**TASK STATEMENT:** Reproduce word for word the line that contains "Need: x and y for each instance of the sky, one" and every line after it to the end of the records, with nothing else added.

**EXCERPTED DATA:**
....

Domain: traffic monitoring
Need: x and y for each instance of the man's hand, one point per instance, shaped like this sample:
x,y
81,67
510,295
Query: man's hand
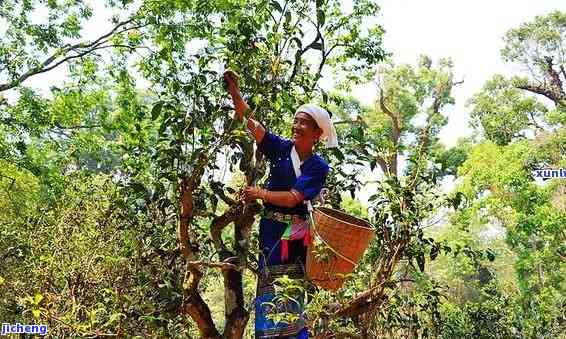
x,y
231,80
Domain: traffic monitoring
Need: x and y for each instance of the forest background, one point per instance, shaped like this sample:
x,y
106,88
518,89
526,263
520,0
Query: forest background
x,y
118,214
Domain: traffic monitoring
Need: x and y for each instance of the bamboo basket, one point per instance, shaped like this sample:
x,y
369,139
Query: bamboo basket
x,y
344,239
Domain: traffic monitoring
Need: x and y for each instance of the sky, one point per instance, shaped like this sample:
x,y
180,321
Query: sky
x,y
470,32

....

**WRITTEN REPLY:**
Need: x and y for each instance of the sky, one point per instance, shaped like this sample:
x,y
180,321
Query: sky
x,y
470,32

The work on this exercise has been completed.